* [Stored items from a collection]
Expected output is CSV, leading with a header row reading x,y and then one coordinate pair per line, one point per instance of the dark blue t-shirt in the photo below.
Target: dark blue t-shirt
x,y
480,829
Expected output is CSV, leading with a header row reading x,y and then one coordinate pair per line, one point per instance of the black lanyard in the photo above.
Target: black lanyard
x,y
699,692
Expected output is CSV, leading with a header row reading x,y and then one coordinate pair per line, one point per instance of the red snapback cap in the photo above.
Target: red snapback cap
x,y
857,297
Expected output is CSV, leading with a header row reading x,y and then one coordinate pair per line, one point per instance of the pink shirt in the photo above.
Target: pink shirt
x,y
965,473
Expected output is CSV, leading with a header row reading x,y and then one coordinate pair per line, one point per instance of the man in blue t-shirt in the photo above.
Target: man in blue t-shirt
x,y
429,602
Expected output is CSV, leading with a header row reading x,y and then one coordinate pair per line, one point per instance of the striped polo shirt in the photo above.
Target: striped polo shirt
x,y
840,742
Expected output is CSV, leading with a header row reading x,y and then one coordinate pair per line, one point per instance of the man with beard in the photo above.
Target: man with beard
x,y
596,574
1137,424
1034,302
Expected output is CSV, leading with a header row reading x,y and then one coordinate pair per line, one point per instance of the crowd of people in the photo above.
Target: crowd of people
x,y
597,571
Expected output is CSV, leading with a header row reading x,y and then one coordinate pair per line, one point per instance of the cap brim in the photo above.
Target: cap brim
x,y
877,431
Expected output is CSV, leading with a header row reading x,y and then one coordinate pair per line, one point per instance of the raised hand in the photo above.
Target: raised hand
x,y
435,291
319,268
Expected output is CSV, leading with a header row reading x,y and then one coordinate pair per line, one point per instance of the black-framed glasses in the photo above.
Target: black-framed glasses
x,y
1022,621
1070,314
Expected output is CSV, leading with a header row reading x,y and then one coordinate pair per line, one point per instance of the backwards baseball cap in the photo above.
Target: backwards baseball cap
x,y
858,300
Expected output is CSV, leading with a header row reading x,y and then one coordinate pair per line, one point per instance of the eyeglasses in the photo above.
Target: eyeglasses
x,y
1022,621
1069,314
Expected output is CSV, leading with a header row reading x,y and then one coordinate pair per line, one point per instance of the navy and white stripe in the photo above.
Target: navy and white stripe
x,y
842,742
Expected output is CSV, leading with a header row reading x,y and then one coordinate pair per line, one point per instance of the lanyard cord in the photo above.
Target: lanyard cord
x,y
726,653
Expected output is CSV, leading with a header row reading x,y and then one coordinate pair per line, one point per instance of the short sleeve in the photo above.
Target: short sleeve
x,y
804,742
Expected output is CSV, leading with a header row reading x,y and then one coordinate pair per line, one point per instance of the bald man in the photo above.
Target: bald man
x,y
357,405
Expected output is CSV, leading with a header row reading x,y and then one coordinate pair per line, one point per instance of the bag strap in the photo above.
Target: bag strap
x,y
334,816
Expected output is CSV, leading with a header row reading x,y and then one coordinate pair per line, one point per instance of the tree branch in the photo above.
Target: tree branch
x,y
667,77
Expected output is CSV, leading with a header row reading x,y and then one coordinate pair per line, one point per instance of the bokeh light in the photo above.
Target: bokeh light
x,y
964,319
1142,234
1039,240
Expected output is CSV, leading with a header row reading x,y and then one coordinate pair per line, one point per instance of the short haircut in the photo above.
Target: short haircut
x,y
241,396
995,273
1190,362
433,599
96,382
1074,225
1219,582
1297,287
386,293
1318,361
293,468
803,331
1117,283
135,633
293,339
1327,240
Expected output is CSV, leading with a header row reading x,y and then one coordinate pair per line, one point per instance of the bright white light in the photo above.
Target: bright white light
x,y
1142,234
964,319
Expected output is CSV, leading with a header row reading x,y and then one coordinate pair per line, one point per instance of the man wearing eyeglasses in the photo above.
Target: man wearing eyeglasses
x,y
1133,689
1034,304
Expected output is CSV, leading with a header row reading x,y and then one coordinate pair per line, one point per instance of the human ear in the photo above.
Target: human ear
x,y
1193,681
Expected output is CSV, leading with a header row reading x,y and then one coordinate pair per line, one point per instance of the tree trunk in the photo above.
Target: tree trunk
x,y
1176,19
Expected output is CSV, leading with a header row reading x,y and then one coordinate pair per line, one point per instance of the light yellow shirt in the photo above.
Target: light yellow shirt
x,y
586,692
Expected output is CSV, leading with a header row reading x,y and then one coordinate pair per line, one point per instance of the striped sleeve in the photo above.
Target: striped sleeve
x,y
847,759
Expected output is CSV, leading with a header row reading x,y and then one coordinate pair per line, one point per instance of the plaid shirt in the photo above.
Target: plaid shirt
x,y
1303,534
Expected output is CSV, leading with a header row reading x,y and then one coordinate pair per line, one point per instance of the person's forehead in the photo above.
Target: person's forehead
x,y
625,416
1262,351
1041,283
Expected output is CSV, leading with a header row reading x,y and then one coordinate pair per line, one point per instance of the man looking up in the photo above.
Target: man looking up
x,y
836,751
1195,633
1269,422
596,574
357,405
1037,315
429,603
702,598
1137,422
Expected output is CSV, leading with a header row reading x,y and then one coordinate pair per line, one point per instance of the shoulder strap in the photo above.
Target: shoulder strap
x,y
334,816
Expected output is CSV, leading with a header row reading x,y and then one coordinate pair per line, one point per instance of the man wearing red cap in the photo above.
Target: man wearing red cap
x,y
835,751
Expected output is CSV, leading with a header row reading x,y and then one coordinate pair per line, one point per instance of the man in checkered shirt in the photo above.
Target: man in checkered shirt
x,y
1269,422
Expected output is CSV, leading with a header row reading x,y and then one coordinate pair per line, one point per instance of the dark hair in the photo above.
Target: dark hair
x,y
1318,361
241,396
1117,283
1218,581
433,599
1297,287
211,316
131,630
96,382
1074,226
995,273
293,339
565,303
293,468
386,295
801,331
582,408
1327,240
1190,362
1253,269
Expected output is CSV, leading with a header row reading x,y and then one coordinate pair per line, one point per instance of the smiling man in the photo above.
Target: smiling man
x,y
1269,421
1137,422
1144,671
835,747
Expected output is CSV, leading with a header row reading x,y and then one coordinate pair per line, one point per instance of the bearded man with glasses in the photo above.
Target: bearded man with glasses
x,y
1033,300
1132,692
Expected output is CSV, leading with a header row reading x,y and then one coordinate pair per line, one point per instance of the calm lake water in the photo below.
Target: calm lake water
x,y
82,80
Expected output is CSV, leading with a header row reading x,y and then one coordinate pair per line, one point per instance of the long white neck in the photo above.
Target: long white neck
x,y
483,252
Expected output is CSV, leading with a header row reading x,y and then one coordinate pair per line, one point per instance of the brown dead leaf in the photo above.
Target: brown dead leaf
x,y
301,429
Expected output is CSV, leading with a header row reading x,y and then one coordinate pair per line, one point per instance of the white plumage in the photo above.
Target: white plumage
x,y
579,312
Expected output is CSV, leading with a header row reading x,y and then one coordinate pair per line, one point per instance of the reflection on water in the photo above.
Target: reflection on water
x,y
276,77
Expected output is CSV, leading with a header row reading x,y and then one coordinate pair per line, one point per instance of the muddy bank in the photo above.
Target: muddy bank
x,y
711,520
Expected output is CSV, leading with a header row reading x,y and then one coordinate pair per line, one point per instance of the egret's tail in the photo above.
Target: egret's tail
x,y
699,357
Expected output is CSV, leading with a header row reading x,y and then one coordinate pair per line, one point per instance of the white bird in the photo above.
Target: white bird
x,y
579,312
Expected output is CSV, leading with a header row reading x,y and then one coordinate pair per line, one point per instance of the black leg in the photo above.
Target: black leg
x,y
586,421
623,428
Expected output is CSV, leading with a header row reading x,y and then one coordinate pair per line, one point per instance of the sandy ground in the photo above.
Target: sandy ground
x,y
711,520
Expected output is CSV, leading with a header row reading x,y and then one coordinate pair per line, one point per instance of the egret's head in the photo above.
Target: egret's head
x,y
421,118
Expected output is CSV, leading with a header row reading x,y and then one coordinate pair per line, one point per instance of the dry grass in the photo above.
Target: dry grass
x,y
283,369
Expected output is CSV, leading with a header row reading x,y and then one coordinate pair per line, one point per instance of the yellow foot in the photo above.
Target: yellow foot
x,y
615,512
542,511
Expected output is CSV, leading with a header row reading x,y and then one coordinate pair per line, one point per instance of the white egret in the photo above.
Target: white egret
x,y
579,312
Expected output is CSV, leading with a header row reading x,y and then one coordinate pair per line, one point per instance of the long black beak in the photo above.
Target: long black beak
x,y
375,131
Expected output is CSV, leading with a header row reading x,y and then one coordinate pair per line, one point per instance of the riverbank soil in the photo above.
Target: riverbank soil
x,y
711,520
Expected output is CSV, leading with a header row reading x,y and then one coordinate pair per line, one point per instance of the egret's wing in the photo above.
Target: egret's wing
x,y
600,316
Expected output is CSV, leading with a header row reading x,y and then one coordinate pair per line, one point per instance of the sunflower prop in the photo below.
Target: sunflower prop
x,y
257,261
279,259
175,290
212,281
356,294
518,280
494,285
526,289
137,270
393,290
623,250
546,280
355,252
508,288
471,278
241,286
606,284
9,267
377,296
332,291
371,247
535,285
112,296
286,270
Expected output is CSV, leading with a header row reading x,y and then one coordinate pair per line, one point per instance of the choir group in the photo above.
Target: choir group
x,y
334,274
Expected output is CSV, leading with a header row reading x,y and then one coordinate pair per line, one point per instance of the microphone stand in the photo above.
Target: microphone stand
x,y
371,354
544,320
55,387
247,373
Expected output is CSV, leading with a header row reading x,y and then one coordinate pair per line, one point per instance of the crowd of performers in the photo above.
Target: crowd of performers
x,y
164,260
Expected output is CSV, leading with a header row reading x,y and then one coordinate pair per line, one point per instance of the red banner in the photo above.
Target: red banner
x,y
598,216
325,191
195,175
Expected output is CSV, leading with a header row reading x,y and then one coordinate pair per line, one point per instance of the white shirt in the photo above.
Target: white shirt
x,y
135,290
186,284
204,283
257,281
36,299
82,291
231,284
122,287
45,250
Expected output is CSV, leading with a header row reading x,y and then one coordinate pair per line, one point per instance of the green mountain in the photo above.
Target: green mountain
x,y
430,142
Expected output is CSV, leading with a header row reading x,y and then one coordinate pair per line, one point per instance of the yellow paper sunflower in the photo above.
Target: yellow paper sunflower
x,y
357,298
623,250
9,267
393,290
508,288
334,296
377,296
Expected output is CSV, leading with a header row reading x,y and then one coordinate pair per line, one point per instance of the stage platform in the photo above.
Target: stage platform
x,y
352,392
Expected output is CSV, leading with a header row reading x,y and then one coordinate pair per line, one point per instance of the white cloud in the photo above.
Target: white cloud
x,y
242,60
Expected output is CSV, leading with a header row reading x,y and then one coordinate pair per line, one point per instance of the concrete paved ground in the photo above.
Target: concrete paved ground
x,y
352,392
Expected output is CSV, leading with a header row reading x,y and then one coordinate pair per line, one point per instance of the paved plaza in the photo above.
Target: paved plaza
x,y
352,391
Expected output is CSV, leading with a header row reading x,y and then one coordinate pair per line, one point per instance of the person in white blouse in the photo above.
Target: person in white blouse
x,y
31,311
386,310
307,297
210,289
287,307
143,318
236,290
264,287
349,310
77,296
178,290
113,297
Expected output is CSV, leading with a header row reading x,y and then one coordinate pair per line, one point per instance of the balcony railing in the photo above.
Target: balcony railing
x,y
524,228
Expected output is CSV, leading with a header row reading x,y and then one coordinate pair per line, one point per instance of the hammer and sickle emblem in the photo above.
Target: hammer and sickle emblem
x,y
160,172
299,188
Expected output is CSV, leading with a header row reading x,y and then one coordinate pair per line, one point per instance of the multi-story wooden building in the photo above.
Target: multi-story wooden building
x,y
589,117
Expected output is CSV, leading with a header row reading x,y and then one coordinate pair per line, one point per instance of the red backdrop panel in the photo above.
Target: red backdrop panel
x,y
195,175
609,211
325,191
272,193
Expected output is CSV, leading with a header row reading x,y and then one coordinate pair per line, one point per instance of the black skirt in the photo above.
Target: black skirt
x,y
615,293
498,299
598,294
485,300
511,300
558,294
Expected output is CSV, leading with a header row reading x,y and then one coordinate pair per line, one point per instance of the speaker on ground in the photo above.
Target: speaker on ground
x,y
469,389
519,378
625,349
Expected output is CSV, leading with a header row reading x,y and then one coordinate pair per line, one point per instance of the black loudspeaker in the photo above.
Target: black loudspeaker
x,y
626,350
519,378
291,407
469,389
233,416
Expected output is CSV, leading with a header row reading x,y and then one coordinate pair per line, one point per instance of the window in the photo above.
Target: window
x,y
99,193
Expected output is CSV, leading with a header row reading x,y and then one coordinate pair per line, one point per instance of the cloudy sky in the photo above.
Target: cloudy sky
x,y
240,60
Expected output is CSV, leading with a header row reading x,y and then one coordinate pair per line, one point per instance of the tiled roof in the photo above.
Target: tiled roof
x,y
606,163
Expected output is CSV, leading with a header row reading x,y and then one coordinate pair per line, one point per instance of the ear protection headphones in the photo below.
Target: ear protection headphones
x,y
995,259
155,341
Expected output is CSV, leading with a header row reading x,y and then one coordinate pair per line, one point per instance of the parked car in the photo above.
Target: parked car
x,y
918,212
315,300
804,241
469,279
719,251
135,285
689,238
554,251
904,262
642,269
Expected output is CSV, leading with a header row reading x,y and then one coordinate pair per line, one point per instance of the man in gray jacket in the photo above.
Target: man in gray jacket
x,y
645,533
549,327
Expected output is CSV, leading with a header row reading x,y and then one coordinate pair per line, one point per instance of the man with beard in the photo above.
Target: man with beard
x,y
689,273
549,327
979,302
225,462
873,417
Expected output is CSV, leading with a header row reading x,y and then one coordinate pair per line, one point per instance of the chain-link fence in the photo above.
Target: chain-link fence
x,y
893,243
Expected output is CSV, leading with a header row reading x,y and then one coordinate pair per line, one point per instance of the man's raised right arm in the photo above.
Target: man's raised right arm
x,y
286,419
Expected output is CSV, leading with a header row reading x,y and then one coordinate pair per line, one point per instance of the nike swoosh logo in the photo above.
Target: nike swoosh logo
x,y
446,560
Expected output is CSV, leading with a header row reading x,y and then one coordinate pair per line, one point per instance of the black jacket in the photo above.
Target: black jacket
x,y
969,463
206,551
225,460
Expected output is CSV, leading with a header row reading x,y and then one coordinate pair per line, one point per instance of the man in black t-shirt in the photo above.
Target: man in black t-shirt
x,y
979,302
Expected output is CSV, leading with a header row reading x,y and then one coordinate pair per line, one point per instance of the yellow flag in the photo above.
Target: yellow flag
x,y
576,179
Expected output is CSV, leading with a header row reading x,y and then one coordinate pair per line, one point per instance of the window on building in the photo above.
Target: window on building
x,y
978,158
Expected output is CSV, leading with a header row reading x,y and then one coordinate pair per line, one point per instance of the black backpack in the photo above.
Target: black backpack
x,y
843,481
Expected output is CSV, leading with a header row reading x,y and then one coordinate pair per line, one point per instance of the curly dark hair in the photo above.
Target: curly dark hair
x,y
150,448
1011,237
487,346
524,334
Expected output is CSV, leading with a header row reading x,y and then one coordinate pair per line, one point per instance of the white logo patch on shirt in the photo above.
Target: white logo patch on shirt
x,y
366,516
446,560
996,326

* [TASK STATEMENT]
Your reply is one number: how many lines of the records above contain the word "below".

* [WRITTEN ANSWER]
4